* Selected text:
"""

Think about it. In the inpatient setting, if you place a medication order in Epic, the nurse is notified and retrieves the medication to administer to the patient. This coordination must happen in the home. But there’s no drug dispensary machine 20 feet from the patient’s bed or a nurse within yelling distance at all times. So, care must be streamlined.
Robust coordination between all stakeholders and touchpoints in the HaH process is needed for HaH care to run effectively. This is why startups like Inbound Health, which is streamlining the whole HaH process, are highly valuable.
Overall, robust health technology spanning telehealth, RPM, and workflows allows for high-quality, streamlined patient care that can scale across hospitals and state lines. Without such technology, HaH would not be as effective as it is today.
Dash’s Dissection
Home healthcare spending was projected in 2018 to grow 7% annually from $103 billion to $173 billion by 2026. This was pre-pandemic, though. The pandemic has catapulted the launch and acceptance of HaH programs, likely making annual spending growth higher than originally projected.
This spending datum includes funding into health tech areas that are enabling HaH, including on-demand healthcare ($2.4 billion raised in 2022), non-clinical workflow ($2.2 billion raised in 2022), and care coordination ($1.6 billion raised in 2022). Startups to keep an eye on in this area include Inbound Health, Homeward Health, Dispatch Health, and Tytocare.
We’ll certainly see continued funding into digital health startups offering technology to enable HaH programs. In January 2022, I wrote about HaH and had the following prediction:
Lastly, where CMS goes, so do startups. I predict we’ll see current and new startups shift their focus to creating necessary tools and resources for hospitals to run robust HaH models. This can be a hot area for remote patient monitoring companies, travel nursing agencies and telehealth platforms.
A year later, it doesn’t seem like I am too far off!

"""

* Listed entries:
"""

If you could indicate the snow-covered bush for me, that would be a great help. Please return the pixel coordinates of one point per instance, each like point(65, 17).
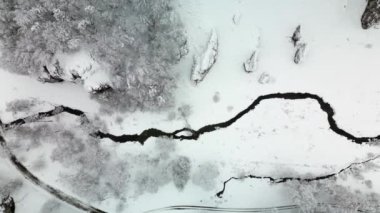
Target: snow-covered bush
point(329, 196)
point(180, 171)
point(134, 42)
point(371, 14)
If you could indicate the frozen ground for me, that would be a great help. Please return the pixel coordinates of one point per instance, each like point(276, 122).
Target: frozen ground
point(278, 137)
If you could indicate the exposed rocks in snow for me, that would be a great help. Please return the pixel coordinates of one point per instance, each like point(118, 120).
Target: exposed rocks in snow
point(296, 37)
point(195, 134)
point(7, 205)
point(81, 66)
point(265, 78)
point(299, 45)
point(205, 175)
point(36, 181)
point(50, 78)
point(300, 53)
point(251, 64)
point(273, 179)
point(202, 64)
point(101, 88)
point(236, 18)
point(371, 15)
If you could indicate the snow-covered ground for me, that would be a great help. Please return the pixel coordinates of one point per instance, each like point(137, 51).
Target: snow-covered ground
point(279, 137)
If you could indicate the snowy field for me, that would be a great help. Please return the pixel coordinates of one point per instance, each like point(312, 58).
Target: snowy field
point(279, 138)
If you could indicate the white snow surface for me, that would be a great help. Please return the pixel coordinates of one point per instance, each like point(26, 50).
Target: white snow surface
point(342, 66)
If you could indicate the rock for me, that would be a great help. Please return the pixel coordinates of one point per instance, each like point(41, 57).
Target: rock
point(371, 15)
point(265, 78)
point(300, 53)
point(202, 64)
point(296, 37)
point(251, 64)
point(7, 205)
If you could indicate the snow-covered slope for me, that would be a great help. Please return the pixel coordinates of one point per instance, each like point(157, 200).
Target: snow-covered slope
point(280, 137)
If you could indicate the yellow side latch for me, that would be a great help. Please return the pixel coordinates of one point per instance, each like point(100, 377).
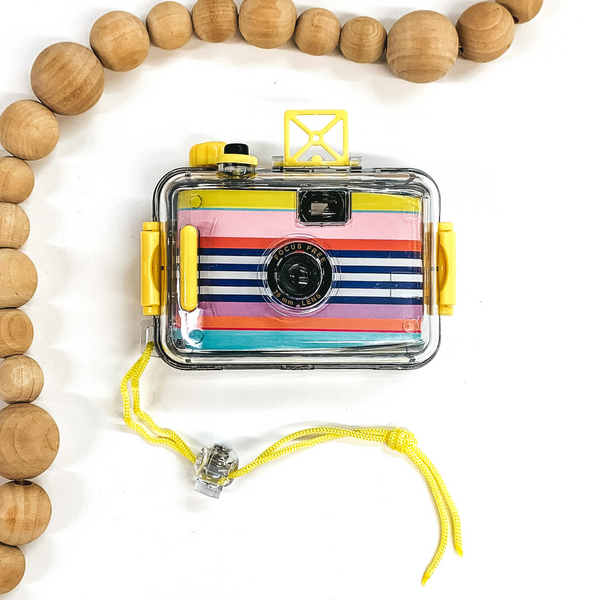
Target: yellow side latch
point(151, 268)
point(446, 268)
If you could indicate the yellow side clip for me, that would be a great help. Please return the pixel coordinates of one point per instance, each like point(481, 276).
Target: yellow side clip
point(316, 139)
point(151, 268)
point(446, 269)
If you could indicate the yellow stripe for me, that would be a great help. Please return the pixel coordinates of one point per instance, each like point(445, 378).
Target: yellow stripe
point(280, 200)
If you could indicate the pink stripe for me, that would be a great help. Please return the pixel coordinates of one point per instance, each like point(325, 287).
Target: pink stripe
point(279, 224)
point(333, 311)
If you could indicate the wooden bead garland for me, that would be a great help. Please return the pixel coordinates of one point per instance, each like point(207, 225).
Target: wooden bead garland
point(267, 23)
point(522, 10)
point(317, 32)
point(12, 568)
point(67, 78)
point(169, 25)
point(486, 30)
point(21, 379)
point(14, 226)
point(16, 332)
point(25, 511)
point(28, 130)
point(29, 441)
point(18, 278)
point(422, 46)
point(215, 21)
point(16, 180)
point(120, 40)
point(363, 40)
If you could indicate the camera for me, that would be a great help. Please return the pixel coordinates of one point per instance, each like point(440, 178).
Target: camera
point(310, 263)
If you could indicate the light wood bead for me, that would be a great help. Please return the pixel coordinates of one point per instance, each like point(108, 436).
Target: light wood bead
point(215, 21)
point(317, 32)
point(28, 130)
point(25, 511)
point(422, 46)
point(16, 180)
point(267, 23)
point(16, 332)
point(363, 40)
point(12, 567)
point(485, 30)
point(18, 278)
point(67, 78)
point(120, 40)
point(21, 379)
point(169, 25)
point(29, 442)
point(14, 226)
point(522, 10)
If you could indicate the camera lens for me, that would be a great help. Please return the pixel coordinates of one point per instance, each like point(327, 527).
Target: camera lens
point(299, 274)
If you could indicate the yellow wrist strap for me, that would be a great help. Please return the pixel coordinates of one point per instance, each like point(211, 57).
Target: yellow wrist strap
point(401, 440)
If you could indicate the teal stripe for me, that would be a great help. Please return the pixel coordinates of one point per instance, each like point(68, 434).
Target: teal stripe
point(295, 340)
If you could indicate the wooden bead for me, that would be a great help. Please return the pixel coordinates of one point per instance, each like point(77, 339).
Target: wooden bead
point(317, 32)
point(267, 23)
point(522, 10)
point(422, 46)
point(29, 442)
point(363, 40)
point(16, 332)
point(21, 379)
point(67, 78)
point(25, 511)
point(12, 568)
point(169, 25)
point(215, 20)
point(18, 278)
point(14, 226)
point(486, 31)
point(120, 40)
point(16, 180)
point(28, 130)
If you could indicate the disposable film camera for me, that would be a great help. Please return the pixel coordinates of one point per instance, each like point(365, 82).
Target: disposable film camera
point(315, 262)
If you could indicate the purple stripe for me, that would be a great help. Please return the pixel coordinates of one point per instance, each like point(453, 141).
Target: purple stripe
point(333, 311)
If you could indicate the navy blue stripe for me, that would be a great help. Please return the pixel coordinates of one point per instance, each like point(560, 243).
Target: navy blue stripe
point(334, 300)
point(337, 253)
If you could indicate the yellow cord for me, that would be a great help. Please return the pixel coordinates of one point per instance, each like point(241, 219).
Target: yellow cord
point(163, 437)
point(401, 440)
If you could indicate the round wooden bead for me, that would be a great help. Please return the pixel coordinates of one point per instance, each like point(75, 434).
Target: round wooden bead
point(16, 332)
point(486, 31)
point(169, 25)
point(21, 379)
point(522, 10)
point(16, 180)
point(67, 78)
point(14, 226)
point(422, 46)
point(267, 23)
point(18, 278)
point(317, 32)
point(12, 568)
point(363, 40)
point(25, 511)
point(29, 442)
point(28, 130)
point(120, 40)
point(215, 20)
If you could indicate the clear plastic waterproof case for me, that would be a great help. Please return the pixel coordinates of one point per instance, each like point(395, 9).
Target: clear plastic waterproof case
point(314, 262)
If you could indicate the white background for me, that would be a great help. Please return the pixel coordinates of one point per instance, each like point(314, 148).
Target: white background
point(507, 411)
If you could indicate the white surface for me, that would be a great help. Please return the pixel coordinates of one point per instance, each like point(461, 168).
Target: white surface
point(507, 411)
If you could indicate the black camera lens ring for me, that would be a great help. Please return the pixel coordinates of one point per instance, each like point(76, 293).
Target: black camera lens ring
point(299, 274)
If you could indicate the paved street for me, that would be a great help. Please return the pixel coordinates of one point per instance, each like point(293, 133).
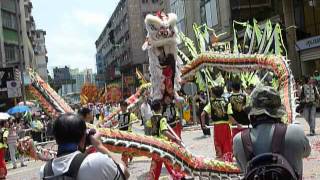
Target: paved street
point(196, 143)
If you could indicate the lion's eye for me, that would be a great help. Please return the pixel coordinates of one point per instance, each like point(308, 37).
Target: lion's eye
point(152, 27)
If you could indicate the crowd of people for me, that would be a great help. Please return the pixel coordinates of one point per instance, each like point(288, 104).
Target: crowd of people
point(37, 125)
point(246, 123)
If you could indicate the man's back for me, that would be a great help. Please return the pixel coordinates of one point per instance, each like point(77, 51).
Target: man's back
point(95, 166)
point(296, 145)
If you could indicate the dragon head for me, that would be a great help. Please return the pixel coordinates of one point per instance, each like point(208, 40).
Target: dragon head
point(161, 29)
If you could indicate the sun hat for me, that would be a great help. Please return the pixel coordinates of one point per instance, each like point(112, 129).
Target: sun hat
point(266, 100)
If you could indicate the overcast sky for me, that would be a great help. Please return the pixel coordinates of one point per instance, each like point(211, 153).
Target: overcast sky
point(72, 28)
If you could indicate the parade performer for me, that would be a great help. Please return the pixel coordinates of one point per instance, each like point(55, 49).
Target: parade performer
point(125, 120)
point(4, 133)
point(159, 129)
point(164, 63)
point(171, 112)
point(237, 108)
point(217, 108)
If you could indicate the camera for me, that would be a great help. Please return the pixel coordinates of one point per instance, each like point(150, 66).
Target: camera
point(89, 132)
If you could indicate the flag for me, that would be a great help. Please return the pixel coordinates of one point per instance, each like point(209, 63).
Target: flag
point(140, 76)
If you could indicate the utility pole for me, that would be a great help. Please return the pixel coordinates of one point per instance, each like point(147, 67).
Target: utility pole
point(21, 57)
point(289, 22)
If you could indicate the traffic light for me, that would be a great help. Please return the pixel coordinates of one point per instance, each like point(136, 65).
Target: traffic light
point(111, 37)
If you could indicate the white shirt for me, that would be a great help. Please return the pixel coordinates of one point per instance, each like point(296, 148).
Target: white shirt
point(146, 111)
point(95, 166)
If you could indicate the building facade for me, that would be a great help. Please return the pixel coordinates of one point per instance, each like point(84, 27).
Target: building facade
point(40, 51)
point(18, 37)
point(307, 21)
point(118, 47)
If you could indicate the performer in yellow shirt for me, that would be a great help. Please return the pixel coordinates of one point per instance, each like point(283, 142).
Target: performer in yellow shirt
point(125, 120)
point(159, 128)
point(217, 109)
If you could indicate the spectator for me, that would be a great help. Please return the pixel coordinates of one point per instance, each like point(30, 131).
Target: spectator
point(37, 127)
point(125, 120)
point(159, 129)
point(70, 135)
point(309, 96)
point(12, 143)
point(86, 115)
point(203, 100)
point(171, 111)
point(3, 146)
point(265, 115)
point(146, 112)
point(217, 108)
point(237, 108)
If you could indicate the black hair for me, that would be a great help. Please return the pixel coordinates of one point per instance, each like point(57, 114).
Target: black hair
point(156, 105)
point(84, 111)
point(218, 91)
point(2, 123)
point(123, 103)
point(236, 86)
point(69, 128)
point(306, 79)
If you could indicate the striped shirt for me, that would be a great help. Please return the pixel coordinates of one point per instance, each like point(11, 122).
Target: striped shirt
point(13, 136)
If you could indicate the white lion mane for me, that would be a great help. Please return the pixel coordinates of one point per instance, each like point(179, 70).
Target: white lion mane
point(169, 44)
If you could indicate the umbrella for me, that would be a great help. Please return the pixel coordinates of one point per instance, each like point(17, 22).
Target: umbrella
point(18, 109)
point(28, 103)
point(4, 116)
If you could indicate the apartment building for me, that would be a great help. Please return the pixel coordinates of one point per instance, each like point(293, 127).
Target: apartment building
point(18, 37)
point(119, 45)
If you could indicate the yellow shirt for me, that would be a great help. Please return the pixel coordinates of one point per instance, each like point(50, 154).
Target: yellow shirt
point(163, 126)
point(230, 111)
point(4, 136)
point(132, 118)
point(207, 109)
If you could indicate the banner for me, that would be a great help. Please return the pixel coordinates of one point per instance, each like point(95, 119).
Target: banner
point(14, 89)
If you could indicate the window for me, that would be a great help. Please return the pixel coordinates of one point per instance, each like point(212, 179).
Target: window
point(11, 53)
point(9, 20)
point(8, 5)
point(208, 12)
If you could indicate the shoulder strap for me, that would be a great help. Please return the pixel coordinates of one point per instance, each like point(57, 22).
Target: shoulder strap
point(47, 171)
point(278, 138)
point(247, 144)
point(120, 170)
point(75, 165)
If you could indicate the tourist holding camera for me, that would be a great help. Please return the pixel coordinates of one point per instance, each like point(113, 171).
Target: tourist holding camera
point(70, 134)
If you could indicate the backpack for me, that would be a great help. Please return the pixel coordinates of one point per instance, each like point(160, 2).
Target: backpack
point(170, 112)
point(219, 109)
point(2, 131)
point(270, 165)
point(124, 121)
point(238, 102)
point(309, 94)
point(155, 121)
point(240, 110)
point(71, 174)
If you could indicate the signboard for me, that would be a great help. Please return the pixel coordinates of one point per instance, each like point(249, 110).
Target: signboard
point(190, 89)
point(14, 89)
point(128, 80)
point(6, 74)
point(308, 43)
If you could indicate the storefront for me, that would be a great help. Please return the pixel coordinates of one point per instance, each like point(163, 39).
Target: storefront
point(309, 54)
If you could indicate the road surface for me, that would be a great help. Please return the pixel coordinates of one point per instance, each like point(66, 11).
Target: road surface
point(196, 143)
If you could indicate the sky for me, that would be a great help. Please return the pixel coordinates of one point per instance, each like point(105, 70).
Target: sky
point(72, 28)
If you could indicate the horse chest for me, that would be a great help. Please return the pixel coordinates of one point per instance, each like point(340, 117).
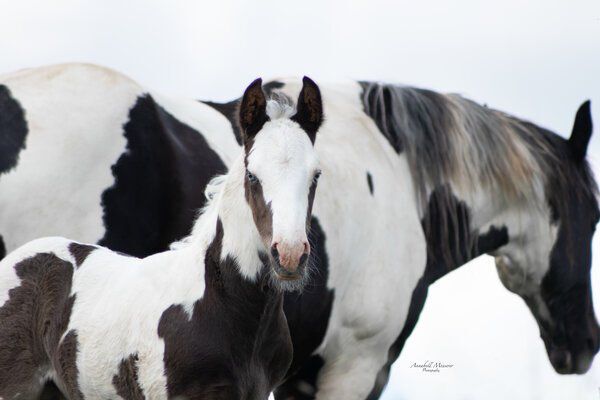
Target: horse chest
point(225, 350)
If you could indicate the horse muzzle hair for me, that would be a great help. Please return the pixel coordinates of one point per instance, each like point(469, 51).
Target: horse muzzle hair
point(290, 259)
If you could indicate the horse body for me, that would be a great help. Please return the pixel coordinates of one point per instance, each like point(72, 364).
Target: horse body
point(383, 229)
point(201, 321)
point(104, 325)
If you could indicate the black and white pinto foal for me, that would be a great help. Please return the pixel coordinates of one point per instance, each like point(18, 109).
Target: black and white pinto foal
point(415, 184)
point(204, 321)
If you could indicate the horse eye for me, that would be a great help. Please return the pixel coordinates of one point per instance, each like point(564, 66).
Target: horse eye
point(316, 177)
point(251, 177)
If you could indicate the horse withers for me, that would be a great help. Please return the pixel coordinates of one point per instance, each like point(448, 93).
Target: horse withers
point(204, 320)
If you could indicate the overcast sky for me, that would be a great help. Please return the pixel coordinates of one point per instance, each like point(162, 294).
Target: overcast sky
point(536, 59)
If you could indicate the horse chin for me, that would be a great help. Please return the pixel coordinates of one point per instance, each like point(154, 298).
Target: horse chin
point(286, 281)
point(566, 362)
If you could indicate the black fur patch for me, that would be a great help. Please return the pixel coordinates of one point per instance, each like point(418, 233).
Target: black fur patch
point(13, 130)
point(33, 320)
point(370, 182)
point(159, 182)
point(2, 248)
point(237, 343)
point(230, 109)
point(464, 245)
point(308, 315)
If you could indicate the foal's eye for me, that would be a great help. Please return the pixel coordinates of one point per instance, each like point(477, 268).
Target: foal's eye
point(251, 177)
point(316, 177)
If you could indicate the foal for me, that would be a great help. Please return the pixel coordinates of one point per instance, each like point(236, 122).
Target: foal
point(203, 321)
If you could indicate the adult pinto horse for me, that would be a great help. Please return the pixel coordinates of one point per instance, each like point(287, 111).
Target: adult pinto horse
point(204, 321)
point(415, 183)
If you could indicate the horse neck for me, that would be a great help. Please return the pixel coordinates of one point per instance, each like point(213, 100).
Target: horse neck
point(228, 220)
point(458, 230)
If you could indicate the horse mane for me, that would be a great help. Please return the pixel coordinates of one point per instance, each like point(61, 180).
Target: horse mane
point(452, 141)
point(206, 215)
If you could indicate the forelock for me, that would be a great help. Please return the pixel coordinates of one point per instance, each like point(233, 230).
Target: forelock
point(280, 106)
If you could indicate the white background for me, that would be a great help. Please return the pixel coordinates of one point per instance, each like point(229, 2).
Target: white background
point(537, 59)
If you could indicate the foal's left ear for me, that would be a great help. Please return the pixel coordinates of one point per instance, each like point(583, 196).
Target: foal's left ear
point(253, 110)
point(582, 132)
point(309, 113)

"""

* Task set:
1/ Summarize the passage on hospital-at-home care in two sentences.
2/ Carry the passage on hospital-at-home care forward from its last sentence.
The entries are unrelated to the passage on hospital-at-home care and serve as separate material.

* Answers for the exercise:
1/ Hospital-at-home (HaH) care depends on robust coordination among all stakeholders and on health technology spanning telehealth, RPM, and workflows, which allows streamlined patient care that can scale across hospitals and state lines. Home healthcare spending was projected in 2018 to grow from $103 billion to $173 billion by 2026, and the pandemic has likely pushed that growth higher, with continued funding expected for digital health startups that enable HaH programs.

2/
Despite the hype, HaH programs and technologies aren’t perfect:
There are many point solutions to facilitate HaH care, but these point solutions are not integrated. Therefore, the health tech used in home care is quite fragmented (as is the rest of U.S. healthcare, so this really shouldn’t surprise you).
Health tech is inherently confusing for first-time users. When the first-time user is an acutely-ill patient, health tech becomes ineffective. So, the challenge for health tech companies is making their technology intuitive to use by minimizing friction: a 95-year-old should easily understand how to answer a telehealth call from their physician.
HaH programs assume the patient has reliable internet access at all times no matter the location, providers can easily commute to the patient’s home (which is easier in urban areas as opposed to rural areas), and a caregiver is available to care for the patient when assistance isn’t there. Such assumptions may not always be valid. Therefore, HaH programs may perpetuate health inequities.
Lastly, there’s immense value in visiting a patient’s home to deliver care. At my institution, we’re required to do home visits during our clerkship in geriatrics. It was eye-opening. I saw a patient’s wall full of family photos, how they organized (or didn’t organize) their medications, what food they had in their pantry, and how hard it was to walk up four flights of stairs to get to their apartment. I talked to Dr. Daniel Arteaga about this. He frequently sees patients in their homes and learns so much about his patients, allowing him to better care for them than he would in the hospital setting.
In summary, HaH programs function to deliver acute-level care in the comfort of the patient’s home instead of the hospital. HaH became immensely popular throughout the pandemic thanks to reimbursement opportunities and the advent of robust health tech. The HaH movement will grow quickly from here as value-based reimbursement models become mainstream and health tech advances. I predict HaH care, especially in urban areas, will make up 25% of all hospitalizations by the end of the decade.